## Do this
Format the lines below as a JSON list of strings, one string per line, with blank lines left out. Omit the pictures.

(Records from a point annotation dataset)
----------

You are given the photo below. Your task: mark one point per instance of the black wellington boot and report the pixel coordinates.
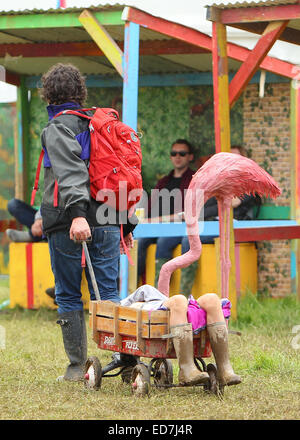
(75, 343)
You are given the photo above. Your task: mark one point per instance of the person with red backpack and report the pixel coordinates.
(73, 210)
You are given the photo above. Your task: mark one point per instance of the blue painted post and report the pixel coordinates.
(130, 109)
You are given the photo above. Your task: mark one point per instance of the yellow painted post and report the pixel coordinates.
(132, 275)
(248, 268)
(150, 264)
(32, 280)
(206, 274)
(103, 40)
(295, 177)
(222, 127)
(176, 275)
(232, 273)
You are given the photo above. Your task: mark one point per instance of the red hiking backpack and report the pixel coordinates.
(115, 160)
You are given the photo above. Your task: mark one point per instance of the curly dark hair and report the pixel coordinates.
(63, 83)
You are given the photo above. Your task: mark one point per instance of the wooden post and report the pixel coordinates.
(132, 271)
(295, 175)
(222, 127)
(130, 107)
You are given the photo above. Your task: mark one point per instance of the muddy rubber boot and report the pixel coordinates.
(218, 337)
(120, 360)
(75, 342)
(183, 344)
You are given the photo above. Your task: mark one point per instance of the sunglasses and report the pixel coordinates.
(181, 153)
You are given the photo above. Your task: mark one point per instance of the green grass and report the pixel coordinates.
(263, 355)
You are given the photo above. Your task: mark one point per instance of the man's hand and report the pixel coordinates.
(80, 230)
(37, 228)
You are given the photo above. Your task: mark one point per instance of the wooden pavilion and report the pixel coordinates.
(117, 45)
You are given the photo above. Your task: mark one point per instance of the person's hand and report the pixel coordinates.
(37, 228)
(128, 239)
(80, 229)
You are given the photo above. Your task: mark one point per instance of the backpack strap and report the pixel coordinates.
(37, 176)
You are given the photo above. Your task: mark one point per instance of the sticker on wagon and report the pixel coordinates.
(109, 340)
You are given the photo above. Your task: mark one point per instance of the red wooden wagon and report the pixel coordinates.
(143, 334)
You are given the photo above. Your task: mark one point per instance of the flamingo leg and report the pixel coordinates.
(221, 209)
(225, 290)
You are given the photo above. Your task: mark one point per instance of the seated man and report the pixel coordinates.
(243, 208)
(188, 317)
(175, 183)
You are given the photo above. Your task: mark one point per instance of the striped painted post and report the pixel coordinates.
(295, 180)
(130, 109)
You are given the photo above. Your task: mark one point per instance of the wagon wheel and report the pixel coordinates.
(213, 386)
(126, 374)
(140, 380)
(93, 373)
(163, 372)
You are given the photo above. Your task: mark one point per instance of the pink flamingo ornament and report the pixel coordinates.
(224, 176)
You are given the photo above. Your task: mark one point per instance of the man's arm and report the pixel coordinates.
(72, 176)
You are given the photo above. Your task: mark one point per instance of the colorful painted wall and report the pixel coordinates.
(7, 175)
(165, 114)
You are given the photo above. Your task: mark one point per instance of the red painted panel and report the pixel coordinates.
(262, 13)
(154, 348)
(251, 64)
(268, 233)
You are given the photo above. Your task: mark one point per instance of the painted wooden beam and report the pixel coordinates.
(256, 56)
(199, 39)
(167, 27)
(220, 83)
(82, 49)
(264, 234)
(130, 110)
(131, 74)
(19, 150)
(290, 35)
(103, 40)
(222, 144)
(56, 20)
(254, 14)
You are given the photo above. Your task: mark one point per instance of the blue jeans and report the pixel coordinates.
(24, 214)
(164, 249)
(65, 255)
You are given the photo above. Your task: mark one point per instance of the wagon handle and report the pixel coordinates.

----------

## Solution for this problem
[
  "You are given the photo below. Your task: mark one point per instance of the black wellington boot and report the pixel coordinates.",
  "(75, 343)",
  "You are given the photo above. Your task: mark one point per instance of the person with red backpack and report the pixel coordinates.",
  "(73, 210)",
  "You are given the photo above. Your task: mark one point per instance of the blue painted post and report the pixel coordinates.",
  "(130, 109)",
  "You are given the photo above. Your task: mark one point per instance of the yellow painted post and report the pixel coordinates.",
  "(132, 275)",
  "(248, 268)",
  "(150, 264)",
  "(32, 280)",
  "(206, 274)",
  "(103, 40)",
  "(295, 177)",
  "(222, 127)",
  "(176, 275)",
  "(232, 273)",
  "You are given the photo above. Your task: mark one point per instance of the red hiking backpack and report the pixel coordinates.",
  "(115, 160)",
  "You are given the photo above. Your task: mark one point per instance of the curly dark hair and report the pixel coordinates.",
  "(63, 83)",
  "You are given the photo above. Your task: mark one point per instance of the wooden post and report the pixel coordinates.",
  "(132, 271)",
  "(295, 175)",
  "(222, 127)",
  "(130, 107)",
  "You are given the photo above. Your task: mark one point per instance of the muddy rubber boot and report the pixel coordinates.",
  "(218, 337)",
  "(120, 360)",
  "(75, 342)",
  "(183, 344)",
  "You are given the photo above. Your task: mark one point per instance of the sunglasses and report the pixel coordinates.",
  "(181, 153)",
  "You are given the photo above. Your task: mark one point per instance of the green grass and report the pixel coordinates.",
  "(263, 355)",
  "You are given the photo above. Your task: mark one point per instance of the man's hand and report the pixel coordinates.",
  "(80, 230)",
  "(37, 228)",
  "You are given the photo above. Your task: mark one point per instance of the wooden pavilion and report the pixel coordinates.",
  "(117, 45)",
  "You are given the photo above. Your task: mark one point per instance of the person's hand and report the pixel coordinates.",
  "(37, 228)",
  "(128, 239)",
  "(80, 229)",
  "You are given the photo above. Your task: mark one point per instance of the backpack strap and report the pixel coordinates.",
  "(37, 176)",
  "You are given the photo above. Your task: mark one point per instance of the sticker on wagon and report the pixel coordinates.",
  "(109, 340)",
  "You are given the photo above. Your task: mark one point per instance of the red wooden wagon and report the pixel coordinates.",
  "(143, 334)",
  "You are given the photo above. Your task: mark one point per instance of the flamingo leg and report the pixel coordinates.",
  "(221, 209)",
  "(225, 290)",
  "You are given the photo above. Your task: mark one point per instance of the seated man and report the pixel coordinates.",
  "(243, 208)",
  "(188, 317)",
  "(175, 183)",
  "You are given the photo above. Your task: mark one point per instance of the striped painted post and report the pixel coordinates.",
  "(295, 180)",
  "(130, 109)",
  "You are given the photo above. Your task: mark one point per instance of the wagon wheel and report the pixel coordinates.",
  "(213, 386)",
  "(126, 374)",
  "(140, 380)",
  "(93, 373)",
  "(163, 372)",
  "You are given the photo above. Your task: mark one point per instance of the pink flamingo ornament and report the pixel coordinates.",
  "(224, 176)",
  "You are given the photo above. Your task: mark one point per instance of the man's arm and report the pixel coordinates.",
  "(72, 176)",
  "You are given the photo above. Your task: mark one point per instance of the colorful painted wall and report the pixel coordinates.",
  "(7, 175)",
  "(165, 114)",
  "You are given the photo above. Your task: mark one point per instance of the red painted panel and report the pixel coordinates.",
  "(262, 13)",
  "(154, 348)",
  "(251, 64)",
  "(268, 233)",
  "You are given the photo above. Your task: mark one point per instance of the painted wooden beam and report the pixel coordinates.",
  "(256, 56)",
  "(199, 39)",
  "(167, 27)",
  "(220, 83)",
  "(82, 49)",
  "(264, 234)",
  "(130, 110)",
  "(131, 74)",
  "(19, 150)",
  "(290, 35)",
  "(103, 40)",
  "(222, 144)",
  "(56, 20)",
  "(254, 14)",
  "You are given the photo above. Your task: mark one point per instance of the blue jeans and report the pixel coordinates.",
  "(24, 214)",
  "(164, 249)",
  "(65, 255)",
  "You are given the photo above. Your task: mark one point per instance of the wagon handle and report the pixel coordinates."
]